- [Brief]: Go through the entries below and write each one out exactly.

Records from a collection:
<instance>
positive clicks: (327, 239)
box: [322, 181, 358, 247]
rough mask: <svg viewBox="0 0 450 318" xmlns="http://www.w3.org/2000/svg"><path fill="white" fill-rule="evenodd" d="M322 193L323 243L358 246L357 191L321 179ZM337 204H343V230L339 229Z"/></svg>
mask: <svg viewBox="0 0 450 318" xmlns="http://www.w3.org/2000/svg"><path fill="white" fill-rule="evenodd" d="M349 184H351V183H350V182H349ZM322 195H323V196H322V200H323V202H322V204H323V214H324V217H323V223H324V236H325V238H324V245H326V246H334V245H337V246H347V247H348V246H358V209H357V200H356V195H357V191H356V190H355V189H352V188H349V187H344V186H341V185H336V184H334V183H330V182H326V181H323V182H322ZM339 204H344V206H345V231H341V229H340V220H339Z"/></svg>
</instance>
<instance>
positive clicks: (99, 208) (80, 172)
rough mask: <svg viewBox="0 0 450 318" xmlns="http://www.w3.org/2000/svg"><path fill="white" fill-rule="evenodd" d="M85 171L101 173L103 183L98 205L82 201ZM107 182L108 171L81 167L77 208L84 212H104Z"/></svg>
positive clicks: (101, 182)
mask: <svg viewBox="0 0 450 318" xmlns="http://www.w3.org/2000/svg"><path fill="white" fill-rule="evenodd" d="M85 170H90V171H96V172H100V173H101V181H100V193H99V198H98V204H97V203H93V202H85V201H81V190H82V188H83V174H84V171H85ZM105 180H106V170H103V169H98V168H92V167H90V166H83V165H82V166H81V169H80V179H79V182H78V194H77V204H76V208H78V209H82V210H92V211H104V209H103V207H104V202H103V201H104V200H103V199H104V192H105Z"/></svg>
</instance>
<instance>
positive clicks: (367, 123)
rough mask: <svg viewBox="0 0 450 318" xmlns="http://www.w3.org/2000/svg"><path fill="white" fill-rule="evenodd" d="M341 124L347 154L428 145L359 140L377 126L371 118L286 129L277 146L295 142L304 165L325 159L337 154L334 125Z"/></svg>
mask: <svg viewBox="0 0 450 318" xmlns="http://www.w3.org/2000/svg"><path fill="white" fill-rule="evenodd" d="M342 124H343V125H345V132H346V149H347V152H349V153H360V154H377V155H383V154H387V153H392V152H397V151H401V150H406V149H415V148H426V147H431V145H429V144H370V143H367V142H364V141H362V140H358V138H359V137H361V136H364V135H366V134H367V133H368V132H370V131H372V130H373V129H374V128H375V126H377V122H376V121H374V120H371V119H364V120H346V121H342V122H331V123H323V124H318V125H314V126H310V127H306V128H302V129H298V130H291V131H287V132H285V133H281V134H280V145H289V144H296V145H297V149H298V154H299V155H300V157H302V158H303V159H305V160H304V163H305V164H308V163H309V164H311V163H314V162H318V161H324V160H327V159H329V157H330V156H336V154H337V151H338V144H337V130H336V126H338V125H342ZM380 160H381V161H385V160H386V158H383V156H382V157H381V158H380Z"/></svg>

- [Answer]:
<instance>
positive clicks: (327, 239)
box: [322, 181, 358, 247]
rough mask: <svg viewBox="0 0 450 318" xmlns="http://www.w3.org/2000/svg"><path fill="white" fill-rule="evenodd" d="M322 193L323 243L358 246L357 191L321 179ZM337 204H343V230L339 229Z"/></svg>
mask: <svg viewBox="0 0 450 318" xmlns="http://www.w3.org/2000/svg"><path fill="white" fill-rule="evenodd" d="M349 184H351V183H350V182H349ZM322 195H323V196H322V200H323V202H322V204H323V214H324V217H323V223H324V236H325V238H324V245H326V246H334V245H337V246H347V247H348V246H358V209H357V200H356V195H357V191H356V190H355V189H352V188H349V187H344V186H341V185H336V184H334V183H330V182H326V181H323V182H322ZM339 204H344V206H345V231H341V229H340V220H339Z"/></svg>
</instance>
<instance>
positive clicks: (99, 208) (80, 172)
rough mask: <svg viewBox="0 0 450 318" xmlns="http://www.w3.org/2000/svg"><path fill="white" fill-rule="evenodd" d="M85 171L101 173L103 183L98 205L82 201ZM107 182L108 171L81 167L77 208L84 212H104Z"/></svg>
positive clicks: (101, 182)
mask: <svg viewBox="0 0 450 318" xmlns="http://www.w3.org/2000/svg"><path fill="white" fill-rule="evenodd" d="M85 170H90V171H96V172H100V173H101V181H100V193H99V198H98V204H97V203H93V202H85V201H81V190H82V188H83V174H84V171H85ZM105 180H106V170H103V169H98V168H92V167H90V166H83V165H82V166H81V169H80V179H79V182H78V194H77V204H76V208H78V209H82V210H92V211H104V209H103V207H104V202H103V201H104V200H103V199H104V192H105Z"/></svg>
</instance>
<instance>
positive clicks: (367, 123)
rough mask: <svg viewBox="0 0 450 318" xmlns="http://www.w3.org/2000/svg"><path fill="white" fill-rule="evenodd" d="M341 124L347 154L428 145L359 140L377 126L371 118L286 129L277 146L295 142L304 165L325 159L337 154L334 125Z"/></svg>
mask: <svg viewBox="0 0 450 318" xmlns="http://www.w3.org/2000/svg"><path fill="white" fill-rule="evenodd" d="M342 124H343V125H345V132H346V149H347V152H349V153H360V154H377V155H383V154H387V153H392V152H397V151H401V150H406V149H415V148H426V147H431V145H429V144H370V143H367V142H364V141H362V140H358V138H359V137H361V136H364V135H366V134H367V133H368V132H370V131H372V130H373V129H374V128H375V126H377V122H376V121H374V120H371V119H364V120H346V121H342V122H331V123H323V124H318V125H314V126H310V127H306V128H302V129H298V130H291V131H287V132H285V133H281V134H280V145H289V144H296V145H297V149H298V154H299V155H300V157H302V158H303V159H305V160H304V163H305V164H308V163H309V164H311V163H314V162H318V161H324V160H327V159H329V157H330V156H336V154H337V151H338V144H337V130H336V126H338V125H342ZM380 160H381V161H385V160H386V158H383V156H382V157H381V158H380Z"/></svg>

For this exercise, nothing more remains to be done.